> Instructions for the task
Each record is to be printed exactly as given, down to the last mark.

> Material provided
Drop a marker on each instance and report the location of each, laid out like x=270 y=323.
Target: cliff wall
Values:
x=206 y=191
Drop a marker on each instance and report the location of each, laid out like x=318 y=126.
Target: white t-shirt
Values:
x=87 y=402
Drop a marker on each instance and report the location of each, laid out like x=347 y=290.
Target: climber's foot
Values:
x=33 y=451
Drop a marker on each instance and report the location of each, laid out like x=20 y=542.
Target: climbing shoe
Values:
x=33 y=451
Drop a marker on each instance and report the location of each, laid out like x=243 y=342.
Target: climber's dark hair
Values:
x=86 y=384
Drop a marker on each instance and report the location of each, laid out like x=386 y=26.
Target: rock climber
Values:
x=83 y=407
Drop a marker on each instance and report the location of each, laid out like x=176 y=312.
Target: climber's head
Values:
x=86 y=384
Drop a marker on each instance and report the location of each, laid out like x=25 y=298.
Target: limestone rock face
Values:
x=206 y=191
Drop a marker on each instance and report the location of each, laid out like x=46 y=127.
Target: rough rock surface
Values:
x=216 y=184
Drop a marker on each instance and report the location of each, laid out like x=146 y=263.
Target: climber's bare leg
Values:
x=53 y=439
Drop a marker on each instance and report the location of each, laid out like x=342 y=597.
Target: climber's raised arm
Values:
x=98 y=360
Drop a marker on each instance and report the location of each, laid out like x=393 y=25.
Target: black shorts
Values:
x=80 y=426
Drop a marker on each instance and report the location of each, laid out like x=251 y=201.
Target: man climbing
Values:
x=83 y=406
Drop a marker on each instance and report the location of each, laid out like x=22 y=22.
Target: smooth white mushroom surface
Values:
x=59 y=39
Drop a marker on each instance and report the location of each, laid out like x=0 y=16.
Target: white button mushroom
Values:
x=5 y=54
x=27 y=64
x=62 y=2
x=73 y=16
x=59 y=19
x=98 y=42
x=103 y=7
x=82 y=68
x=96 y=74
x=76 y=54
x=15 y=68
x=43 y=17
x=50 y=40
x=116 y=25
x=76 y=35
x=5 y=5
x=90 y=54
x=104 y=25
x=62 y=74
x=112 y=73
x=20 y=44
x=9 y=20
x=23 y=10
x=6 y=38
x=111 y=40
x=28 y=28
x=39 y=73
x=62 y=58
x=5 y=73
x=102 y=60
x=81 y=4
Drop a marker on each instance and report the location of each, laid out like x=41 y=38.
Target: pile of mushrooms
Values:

> Response area
Drop a marker on each instance and report the location of each, laid out like x=270 y=323.
Target: cliff wall
Values:
x=206 y=191
Drop a marker on each instance and report the location of each, laid out like x=318 y=126.
Target: white t-shirt
Values:
x=87 y=402
Drop a marker on each instance and report the location of each, laid out like x=347 y=290.
Target: climber's foot
Values:
x=33 y=451
Drop a marker on each instance and report the location of each, laid out like x=20 y=542.
Target: climbing shoe
Values:
x=33 y=451
Drop a marker on each instance and report the location of each, laid out like x=243 y=342.
Target: climber's dark hair
Values:
x=86 y=384
Drop a marker on each instance and report the location of each, laid out like x=386 y=26.
Target: rock climber
Values:
x=83 y=407
Drop a marker on each instance and report the location of each, laid out like x=176 y=312.
Target: climber's head
Values:
x=86 y=384
Drop a marker on each instance and report the location of each, laid out like x=25 y=298.
Target: limestone rock face
Values:
x=206 y=191
Drop a marker on each instance and report the location of each, laid out like x=46 y=127.
Target: rough rock surface
Values:
x=216 y=184
Drop a marker on each instance and report the location of each, laid out like x=146 y=263.
Target: climber's bare leg
Values:
x=53 y=439
Drop a marker on each instance and report the location of each, laid out like x=342 y=597.
Target: climber's raised arm
Values:
x=98 y=360
Drop a marker on each instance and report the location of each, laid out like x=393 y=25.
Target: black shorts
Values:
x=80 y=426
Drop a marker on each instance and report the location of each, laid out like x=251 y=201.
Target: man climbing
Values:
x=83 y=406
Drop a marker on each instance and report the location of each, laid out like x=22 y=22.
Target: smooth white mushroom surface
Values:
x=59 y=39
Drop a marker on each instance and report the location of each, laid out like x=0 y=16.
Target: white button mushroom
Values:
x=5 y=54
x=27 y=64
x=62 y=2
x=73 y=16
x=59 y=19
x=98 y=42
x=103 y=7
x=82 y=68
x=96 y=74
x=76 y=54
x=15 y=68
x=43 y=17
x=50 y=40
x=116 y=25
x=76 y=35
x=5 y=5
x=90 y=54
x=104 y=25
x=62 y=74
x=112 y=73
x=20 y=44
x=9 y=20
x=23 y=10
x=6 y=38
x=111 y=40
x=28 y=28
x=39 y=73
x=62 y=58
x=5 y=73
x=102 y=60
x=81 y=4
Drop a marker on each instance and report the location of each, laid out like x=41 y=38.
Target: pile of mushrooms
Values:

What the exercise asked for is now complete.